* _Work item 1_: According to the text on immersive technologies, how can VR go beyond the limits of physical reality? Answer in one to three sentences.
* _Work item 2_: From the text on immersive technologies, quote the passage between "This study focuses" and "(Sandoval-Henríquez & Badilla-Quintana, 2021).", inclusive.

This study focuses on immersive technologies such as augmented reality (AR) and virtual reality (VR) in primary education. These disruptive technologies are renewing the way students experience physical and virtual environments, from observation to immersion. AR visualizes the physical environment overlaid with digital content in real time and with three-dimensional registration (Cabero-Almenara et al., 2022), while VR displaces the user to a fully synthetic environment, which can mimic real-world properties. However, it can also exceed the limits of physical reality by creating a world in which the laws governing space, time and mechanics are no longer valid (Sandoval-Henríquez & Badilla-Quintana, 2021).
There is some empirical evidence regarding the application of immersive technologies and characteristics in primary education. For example, Huang et al. (2023) explored the effect of AR on computational thinking and programming skills. The results demonstrated the technology’s effectiveness when used with game-based learning. Abdullah et al. (2022) examined the impact of AR on academic achievement, interest, and science skills. Their findings showed that technology integration grounded in inquiry-based learning was effective on all three measured variables. Sandoval-Henríquez and Badilla-Quintana (2022) described experiences of interactivity, presence, and flow after students interacted with AR and VR. The results confirmed that the integration of immersive technologies, based on experiential learning, allows student to experience reciprocal interaction with the resources, a sense of being present in the virtual world, and high levels of concentration.

[Data records]

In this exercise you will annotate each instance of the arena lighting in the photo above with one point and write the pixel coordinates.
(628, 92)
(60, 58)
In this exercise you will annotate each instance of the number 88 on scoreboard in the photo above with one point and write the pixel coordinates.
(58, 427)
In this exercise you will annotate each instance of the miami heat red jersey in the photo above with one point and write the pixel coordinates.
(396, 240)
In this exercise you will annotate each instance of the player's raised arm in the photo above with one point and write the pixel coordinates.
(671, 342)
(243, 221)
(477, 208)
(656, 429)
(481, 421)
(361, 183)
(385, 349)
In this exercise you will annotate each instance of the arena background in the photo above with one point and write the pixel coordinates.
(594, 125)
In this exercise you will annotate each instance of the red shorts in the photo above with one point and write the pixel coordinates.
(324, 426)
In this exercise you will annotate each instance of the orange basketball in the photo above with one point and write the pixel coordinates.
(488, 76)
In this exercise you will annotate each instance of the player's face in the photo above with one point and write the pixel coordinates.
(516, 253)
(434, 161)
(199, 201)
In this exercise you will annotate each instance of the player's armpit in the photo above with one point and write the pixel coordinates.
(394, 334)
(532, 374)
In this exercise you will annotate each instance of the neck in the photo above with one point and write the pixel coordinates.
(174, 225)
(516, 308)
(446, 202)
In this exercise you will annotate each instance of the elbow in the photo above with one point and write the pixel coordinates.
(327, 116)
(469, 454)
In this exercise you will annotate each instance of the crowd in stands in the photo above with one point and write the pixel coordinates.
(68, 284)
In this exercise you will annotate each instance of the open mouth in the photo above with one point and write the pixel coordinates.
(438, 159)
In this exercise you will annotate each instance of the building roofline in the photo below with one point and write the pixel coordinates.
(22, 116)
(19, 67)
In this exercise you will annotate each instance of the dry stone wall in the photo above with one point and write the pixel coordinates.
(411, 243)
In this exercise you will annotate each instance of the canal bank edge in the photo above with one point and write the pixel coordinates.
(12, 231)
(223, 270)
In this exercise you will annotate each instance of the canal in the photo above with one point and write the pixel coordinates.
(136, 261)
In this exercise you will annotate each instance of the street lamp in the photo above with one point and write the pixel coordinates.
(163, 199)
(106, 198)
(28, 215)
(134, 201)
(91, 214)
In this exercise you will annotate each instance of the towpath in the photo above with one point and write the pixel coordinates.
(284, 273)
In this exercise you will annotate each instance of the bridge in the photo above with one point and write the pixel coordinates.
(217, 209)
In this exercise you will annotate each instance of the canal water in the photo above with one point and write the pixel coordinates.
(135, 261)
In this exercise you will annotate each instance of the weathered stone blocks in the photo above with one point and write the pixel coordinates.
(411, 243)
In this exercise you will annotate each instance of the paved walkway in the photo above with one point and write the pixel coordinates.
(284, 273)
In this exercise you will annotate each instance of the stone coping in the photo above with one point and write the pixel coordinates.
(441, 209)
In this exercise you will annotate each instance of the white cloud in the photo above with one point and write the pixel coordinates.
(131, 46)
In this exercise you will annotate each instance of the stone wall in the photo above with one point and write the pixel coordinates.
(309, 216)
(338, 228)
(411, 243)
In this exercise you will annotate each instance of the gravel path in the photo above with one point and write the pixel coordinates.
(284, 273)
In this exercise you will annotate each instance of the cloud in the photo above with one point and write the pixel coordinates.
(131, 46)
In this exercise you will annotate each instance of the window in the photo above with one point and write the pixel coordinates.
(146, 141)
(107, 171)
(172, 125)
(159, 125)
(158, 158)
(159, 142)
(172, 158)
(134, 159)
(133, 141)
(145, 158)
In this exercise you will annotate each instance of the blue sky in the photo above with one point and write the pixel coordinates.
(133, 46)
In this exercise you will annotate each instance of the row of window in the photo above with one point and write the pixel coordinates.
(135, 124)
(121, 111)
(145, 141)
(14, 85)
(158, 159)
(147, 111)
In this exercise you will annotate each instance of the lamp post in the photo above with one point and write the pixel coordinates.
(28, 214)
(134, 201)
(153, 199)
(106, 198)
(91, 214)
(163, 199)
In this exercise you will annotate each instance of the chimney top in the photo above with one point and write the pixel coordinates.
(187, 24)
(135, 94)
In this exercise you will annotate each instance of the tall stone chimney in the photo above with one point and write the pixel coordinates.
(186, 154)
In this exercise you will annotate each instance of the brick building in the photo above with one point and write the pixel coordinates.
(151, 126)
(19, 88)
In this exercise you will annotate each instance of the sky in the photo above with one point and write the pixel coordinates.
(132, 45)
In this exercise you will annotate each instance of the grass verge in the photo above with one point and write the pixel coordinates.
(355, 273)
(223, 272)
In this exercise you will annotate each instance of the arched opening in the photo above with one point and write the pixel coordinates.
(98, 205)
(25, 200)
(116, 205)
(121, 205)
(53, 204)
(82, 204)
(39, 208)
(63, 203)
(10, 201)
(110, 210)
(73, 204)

* _Exercise response 1_: VR places the user in a fully synthetic environment. That environment can go beyond physical reality by creating a world where the laws governing space, time and mechanics no longer hold.

* _Exercise response 2_:
This study focuses on immersive technologies such as augmented reality (AR) and virtual reality (VR) in primary education. These disruptive technologies are renewing the way students experience physical and virtual environments, from observation to immersion. AR visualizes the physical environment overlaid with digital content in real time and with three-dimensional registration (Cabero-Almenara et al., 2022), while VR displaces the user to a fully synthetic environment, which can mimic real-world properties. However, it can also exceed the limits of physical reality by creating a world in which the laws governing space, time and mechanics are no longer valid (Sandoval-Henríquez & Badilla-Quintana, 2021).